→ **Job**:
Convert all of the material below into a two-column CSV with the headers instruction and points, one row per pair. Put the instruction text under instruction and its coordinates under points, wrap every field in double quotes, replace line breaks inside a field with spaces, and leave the pictures out.

→ **Source data**:
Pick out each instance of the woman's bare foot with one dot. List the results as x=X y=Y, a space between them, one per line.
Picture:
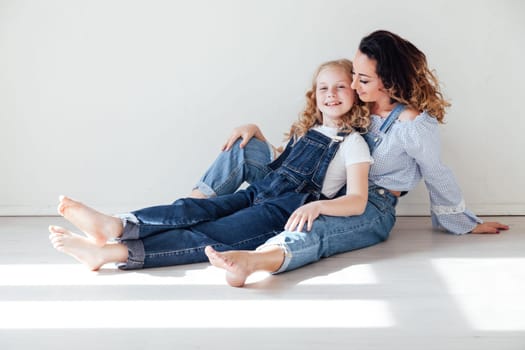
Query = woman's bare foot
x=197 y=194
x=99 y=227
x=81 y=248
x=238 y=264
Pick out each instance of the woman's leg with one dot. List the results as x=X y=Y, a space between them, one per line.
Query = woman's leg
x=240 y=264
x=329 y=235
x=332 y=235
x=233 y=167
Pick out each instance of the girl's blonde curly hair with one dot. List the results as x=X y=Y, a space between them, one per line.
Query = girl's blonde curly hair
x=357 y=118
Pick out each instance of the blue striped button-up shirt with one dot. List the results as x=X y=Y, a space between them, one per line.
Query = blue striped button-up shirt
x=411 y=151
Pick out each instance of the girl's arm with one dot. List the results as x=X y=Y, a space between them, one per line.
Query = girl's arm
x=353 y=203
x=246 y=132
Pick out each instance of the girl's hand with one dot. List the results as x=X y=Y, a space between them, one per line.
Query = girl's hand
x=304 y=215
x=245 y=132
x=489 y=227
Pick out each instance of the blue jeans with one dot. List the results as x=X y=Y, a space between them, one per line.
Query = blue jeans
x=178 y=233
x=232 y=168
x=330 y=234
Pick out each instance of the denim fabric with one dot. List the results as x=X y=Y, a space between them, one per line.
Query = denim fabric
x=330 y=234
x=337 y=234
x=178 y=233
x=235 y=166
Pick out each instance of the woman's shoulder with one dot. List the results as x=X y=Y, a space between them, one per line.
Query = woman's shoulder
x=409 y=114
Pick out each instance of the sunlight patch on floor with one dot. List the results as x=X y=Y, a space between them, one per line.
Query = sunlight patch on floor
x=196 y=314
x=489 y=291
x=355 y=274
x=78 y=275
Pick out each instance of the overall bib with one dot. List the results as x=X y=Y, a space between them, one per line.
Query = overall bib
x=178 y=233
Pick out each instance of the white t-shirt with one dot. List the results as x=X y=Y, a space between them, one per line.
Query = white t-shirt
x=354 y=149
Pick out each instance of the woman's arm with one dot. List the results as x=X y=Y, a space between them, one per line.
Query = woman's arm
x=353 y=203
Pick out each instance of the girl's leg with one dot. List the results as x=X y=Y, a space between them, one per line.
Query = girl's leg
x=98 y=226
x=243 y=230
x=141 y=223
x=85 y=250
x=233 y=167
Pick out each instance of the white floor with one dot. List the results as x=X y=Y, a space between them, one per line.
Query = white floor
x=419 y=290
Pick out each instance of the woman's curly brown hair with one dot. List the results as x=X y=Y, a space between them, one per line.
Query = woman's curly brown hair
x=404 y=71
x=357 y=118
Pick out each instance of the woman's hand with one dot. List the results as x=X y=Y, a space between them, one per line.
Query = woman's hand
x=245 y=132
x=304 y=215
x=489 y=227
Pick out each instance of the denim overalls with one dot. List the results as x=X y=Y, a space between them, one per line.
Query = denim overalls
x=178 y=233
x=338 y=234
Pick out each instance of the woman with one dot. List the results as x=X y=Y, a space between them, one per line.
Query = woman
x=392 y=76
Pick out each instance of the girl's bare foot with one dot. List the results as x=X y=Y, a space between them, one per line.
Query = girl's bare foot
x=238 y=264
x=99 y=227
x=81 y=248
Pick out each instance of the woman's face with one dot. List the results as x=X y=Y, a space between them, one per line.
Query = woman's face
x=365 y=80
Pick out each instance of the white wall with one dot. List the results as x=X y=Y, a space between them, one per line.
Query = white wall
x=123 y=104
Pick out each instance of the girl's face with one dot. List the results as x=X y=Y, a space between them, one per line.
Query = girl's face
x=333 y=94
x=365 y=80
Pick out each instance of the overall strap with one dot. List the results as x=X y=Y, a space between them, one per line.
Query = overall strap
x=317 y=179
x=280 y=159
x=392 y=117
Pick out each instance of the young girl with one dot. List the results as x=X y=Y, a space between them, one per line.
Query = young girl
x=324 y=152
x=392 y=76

→ **Solution below**:
instruction,points
"Pick out each instance of the woman's bare foot with one dot. List the results as x=X y=Y, a space between them, one per line. Picture: Query = woman's bare foot","x=197 y=194 x=99 y=227 x=81 y=248 x=238 y=264"
"Pick out each instance of the woman's leg with one dot. List the results as x=X y=Y, a space between them, one per line. Query = woman's leg","x=240 y=264 x=329 y=235 x=332 y=235 x=233 y=167"
"Pick out each instance of the girl's blonde curly hair with one dot. List the results as x=X y=Y, a space between them, one per line. Query = girl's blonde curly hair","x=357 y=118"
"Pick out each instance of the blue striped button-up shirt with one dot. List the results as x=X y=Y, a space between them, one per line. Query = blue striped button-up shirt","x=411 y=151"
"Pick out each instance of the girl's arm with one dot. List the results as x=X y=Y, a space between them, one per line. Query = girl's arm","x=353 y=203 x=246 y=132"
"Pick out each instance of the girl's hand with one dot. List the results as x=X y=Y, a space between them, one per line. Query = girl's hand","x=304 y=215 x=245 y=132 x=489 y=227"
"Pick out each instance of the blue jeans with one dot. List the results as x=X y=Y, a space between them, one per line. Query = blue jeans","x=178 y=233 x=232 y=168 x=330 y=234"
"Pick out each instance of the denim fabric with one dot. List the results as x=X y=Y, a space between them, one per line. Query = denim fabric","x=330 y=234 x=337 y=234 x=178 y=233 x=235 y=166"
"Pick out each instance of the woman's shoulder with one dot. List the results as x=X y=Y, a space between them, one per line. Query = woman's shoulder","x=409 y=114"
"Pick out each instance of the sunlight patch on floor with one dot. List the results as x=X y=Y, a space between them, one per line. Query = sunlight patch on floor","x=196 y=314 x=489 y=291 x=355 y=274 x=78 y=275"
"Pick out each instance of the overall bib with one dot. List the results as x=X y=Y, a space between them, one per line. Query = overall bib","x=178 y=233"
"Pick out each instance of the white t-shirt with one dot. List the results as x=X y=Y, a space between them, one per line. Query = white t-shirt","x=354 y=149"
"Pick out each instance of the woman's arm with one dot. List the results as x=X y=Y, a space between them, one per line. Query = woman's arm","x=353 y=203"
"Pick out each instance of the girl's leg with one dot. List the results as x=X y=Y, a space between them, one per line. Query = girl's leg","x=98 y=226 x=243 y=230 x=141 y=223 x=85 y=250 x=233 y=167"
"Pick out each instance of the white floor with one dot. List the results as x=X y=Y, a space between them, one per line. Query = white floor","x=419 y=290"
"Pick out each instance of the woman's curly brown hair with one dot. List the results as x=X y=Y, a space between them, one per line. Query = woman's curly brown hair","x=404 y=71 x=357 y=118"
"Pick out each instance of the woman's hand with one dot. List the results as x=X y=Y, a space between them, one per line. Query = woman's hand","x=245 y=132 x=304 y=215 x=489 y=227"
"Pick out each instance of the denim overalls with one dot. List the results as x=X y=Y, a space between them, one per line. Query = denim overalls","x=178 y=233 x=338 y=234"
"Pick out each instance of the woman with one dot. List the results as x=X y=Y, a space between them, one per line. Query = woman","x=392 y=76"
"Pick out each instance of the girl's bare foot with one dot. List the results as x=X y=Y, a space between them, one per line. Query = girl's bare foot","x=238 y=264 x=99 y=227 x=81 y=248"
"Pick out each instance of the woman's face with one dot. List the results as x=X y=Y, a space between them, one per line. Query = woman's face","x=365 y=80"
"Pick out each instance of the white wall with one dot. List the results as x=X y=Y, a space between them, one per line. Query = white wall","x=123 y=104"
"Pick out each instance of the girl's face with one dot. List the results as x=X y=Y, a space between them, one per line. Query = girl's face","x=333 y=94 x=365 y=80"
"Pick out each instance of the overall strap with one dot. List the results as x=X y=Y, a space between them, one per line. Query = overall strap","x=317 y=179 x=280 y=159 x=392 y=117"
"Pick out each instance of the young girl with one dot. List the results as x=X y=Y, a space between them, one per line. Query = young girl","x=324 y=152 x=392 y=76"